* 待解问题
请把从含有“[point] foreground dry”的那一行开始、直到记录末尾的各行（首尾两行都包括在内）输出为 Markdown 表格，两列分别命名为“序号”和“内容”，空行不要列入。

※

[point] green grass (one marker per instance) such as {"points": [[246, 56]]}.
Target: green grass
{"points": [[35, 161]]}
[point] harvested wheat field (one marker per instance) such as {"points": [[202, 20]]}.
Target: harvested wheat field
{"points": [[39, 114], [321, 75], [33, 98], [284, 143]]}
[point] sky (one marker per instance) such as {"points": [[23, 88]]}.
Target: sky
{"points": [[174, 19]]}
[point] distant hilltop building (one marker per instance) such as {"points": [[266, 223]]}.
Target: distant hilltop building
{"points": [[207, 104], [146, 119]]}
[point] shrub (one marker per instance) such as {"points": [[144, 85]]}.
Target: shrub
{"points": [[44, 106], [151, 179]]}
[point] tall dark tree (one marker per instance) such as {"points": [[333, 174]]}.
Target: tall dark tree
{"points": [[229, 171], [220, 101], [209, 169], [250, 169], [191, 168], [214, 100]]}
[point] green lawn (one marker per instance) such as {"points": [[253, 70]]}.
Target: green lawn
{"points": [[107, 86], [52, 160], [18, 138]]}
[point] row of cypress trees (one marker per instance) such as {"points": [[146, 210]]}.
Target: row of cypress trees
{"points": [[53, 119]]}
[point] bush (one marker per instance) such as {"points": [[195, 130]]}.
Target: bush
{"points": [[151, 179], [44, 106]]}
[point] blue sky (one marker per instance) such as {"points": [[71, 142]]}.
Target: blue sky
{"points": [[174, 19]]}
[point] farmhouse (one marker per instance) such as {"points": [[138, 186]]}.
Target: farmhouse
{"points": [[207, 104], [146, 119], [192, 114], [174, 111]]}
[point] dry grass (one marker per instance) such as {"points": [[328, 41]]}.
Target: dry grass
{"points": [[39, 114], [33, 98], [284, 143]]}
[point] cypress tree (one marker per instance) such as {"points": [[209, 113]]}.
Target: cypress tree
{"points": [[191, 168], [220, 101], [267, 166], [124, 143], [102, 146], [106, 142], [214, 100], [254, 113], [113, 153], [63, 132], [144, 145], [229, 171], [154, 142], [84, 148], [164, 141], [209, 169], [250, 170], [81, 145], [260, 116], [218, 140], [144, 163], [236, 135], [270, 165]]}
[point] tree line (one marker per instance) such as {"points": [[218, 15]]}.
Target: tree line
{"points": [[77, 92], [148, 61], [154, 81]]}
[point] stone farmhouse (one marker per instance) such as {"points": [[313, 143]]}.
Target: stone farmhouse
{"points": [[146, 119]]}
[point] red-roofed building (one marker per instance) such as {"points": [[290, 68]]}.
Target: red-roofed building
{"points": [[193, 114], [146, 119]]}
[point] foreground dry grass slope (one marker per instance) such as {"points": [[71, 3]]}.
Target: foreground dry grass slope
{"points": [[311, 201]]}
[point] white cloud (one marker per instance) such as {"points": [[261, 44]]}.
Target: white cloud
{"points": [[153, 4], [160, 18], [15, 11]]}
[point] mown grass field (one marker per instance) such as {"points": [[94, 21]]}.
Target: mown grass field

※

* 完整解答
| 序号 | 内容 |
|---|---|
| 1 | [point] foreground dry grass slope (one marker per instance) such as {"points": [[71, 3]]}. |
| 2 | Target: foreground dry grass slope |
| 3 | {"points": [[311, 201]]} |
| 4 | [point] white cloud (one marker per instance) such as {"points": [[261, 44]]}. |
| 5 | Target: white cloud |
| 6 | {"points": [[153, 4], [160, 18], [15, 11]]} |
| 7 | [point] mown grass field (one marker per instance) such as {"points": [[94, 21]]}. |
| 8 | Target: mown grass field |